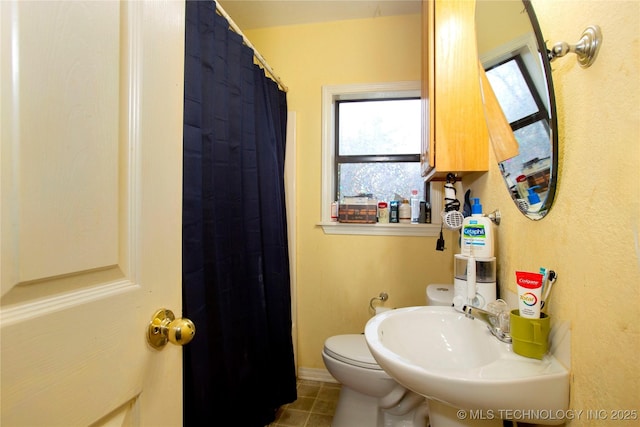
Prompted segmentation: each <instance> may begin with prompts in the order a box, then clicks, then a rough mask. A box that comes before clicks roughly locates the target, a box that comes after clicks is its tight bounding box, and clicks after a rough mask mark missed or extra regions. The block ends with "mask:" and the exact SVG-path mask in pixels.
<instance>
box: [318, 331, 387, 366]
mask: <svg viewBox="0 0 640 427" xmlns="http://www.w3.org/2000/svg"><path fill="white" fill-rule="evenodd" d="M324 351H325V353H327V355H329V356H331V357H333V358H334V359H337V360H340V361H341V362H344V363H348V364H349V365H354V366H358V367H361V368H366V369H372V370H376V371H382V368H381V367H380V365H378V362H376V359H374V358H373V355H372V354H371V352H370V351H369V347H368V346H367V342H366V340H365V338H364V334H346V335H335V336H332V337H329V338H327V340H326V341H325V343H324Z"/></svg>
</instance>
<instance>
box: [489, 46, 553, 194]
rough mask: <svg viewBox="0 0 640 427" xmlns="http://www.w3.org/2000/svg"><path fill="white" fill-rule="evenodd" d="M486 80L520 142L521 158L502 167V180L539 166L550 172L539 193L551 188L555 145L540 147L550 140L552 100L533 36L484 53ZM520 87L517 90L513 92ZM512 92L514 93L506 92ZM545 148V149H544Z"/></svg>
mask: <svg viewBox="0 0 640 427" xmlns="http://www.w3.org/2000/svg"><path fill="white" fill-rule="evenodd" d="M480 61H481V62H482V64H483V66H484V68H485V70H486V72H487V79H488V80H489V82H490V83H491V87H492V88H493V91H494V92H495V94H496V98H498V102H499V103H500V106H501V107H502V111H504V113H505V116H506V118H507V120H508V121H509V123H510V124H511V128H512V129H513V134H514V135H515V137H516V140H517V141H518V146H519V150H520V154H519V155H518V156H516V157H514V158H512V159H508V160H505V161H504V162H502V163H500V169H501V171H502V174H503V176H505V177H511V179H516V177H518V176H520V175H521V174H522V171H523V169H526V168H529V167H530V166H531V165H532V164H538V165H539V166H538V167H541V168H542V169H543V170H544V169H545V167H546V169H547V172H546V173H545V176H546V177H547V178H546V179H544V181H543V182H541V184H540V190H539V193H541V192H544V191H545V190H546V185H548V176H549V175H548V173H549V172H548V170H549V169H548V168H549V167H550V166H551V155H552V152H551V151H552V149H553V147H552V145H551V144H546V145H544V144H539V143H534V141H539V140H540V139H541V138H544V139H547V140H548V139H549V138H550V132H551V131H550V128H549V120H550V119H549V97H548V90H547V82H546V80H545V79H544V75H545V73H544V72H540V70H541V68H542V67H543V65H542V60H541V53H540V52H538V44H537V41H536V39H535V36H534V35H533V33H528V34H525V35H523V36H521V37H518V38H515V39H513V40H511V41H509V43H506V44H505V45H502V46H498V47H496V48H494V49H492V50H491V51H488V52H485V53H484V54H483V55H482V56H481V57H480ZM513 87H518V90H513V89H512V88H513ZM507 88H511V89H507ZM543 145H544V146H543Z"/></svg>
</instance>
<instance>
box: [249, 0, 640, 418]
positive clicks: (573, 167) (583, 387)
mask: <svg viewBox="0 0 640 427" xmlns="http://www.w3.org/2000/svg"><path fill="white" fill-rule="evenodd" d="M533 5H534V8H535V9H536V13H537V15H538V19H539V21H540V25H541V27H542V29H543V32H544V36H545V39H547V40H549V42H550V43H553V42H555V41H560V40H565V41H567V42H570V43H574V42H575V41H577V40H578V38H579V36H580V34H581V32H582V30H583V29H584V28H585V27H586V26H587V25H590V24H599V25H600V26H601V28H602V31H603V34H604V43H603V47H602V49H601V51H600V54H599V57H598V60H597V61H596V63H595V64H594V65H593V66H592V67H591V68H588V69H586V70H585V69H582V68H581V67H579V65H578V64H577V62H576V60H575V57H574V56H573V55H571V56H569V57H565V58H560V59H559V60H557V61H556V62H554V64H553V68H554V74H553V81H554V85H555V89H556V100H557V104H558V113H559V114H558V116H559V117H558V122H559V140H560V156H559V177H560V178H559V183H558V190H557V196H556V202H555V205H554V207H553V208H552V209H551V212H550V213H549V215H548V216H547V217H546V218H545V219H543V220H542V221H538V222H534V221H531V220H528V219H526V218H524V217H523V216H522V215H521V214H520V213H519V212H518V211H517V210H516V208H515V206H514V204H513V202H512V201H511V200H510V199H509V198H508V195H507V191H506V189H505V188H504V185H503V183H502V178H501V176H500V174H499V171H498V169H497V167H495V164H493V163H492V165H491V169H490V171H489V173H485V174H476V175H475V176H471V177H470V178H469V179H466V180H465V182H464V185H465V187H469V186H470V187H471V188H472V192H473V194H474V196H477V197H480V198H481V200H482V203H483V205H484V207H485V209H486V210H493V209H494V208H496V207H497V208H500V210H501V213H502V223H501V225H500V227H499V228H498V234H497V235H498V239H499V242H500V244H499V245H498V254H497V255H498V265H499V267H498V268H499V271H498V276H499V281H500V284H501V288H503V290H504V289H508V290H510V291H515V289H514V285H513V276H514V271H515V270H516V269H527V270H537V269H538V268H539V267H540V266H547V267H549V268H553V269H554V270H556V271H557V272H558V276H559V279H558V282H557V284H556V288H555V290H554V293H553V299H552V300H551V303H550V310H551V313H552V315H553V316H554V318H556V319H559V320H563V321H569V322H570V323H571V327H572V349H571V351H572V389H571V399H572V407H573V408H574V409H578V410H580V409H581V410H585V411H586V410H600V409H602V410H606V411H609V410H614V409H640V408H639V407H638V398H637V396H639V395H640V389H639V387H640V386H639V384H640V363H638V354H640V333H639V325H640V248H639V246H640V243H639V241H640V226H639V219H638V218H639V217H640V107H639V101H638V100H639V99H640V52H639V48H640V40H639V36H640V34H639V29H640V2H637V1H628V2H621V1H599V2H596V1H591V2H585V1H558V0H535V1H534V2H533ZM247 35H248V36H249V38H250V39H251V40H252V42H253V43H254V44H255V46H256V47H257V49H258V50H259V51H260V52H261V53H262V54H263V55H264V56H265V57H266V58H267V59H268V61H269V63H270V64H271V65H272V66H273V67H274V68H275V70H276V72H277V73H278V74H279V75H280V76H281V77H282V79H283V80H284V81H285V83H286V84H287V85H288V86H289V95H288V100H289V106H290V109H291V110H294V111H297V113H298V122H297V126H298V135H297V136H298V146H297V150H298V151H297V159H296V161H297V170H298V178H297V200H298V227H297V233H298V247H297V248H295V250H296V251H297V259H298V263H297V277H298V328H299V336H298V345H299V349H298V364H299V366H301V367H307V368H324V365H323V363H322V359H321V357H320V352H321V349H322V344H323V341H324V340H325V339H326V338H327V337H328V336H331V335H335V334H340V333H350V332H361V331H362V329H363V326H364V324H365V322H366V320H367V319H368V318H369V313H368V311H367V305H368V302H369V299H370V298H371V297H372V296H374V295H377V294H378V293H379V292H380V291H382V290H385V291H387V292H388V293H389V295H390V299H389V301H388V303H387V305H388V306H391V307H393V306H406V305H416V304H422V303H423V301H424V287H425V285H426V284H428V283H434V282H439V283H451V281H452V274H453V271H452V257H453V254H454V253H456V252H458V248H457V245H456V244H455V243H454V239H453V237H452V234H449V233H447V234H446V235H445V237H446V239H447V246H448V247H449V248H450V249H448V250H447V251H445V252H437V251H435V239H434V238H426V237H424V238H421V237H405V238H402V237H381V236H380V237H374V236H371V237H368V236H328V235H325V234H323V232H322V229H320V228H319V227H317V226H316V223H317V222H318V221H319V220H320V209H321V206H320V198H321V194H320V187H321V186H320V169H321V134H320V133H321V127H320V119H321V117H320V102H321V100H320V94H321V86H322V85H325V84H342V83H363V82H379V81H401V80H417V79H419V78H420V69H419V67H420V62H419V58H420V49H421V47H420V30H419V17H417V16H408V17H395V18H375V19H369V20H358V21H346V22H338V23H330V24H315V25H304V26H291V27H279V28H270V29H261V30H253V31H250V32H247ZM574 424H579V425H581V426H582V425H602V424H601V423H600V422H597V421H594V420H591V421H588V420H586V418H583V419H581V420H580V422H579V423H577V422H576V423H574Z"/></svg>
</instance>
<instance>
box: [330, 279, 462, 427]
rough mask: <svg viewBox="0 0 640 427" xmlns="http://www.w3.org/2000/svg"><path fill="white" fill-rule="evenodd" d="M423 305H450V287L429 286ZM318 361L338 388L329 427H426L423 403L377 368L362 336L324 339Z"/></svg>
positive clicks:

____________________

● Task prompt:
Which lines in the items above contain the word "positive", with case matching? Copy each of those lines in full.

● Exercise answer:
positive clicks: (573, 167) (583, 387)
positive clicks:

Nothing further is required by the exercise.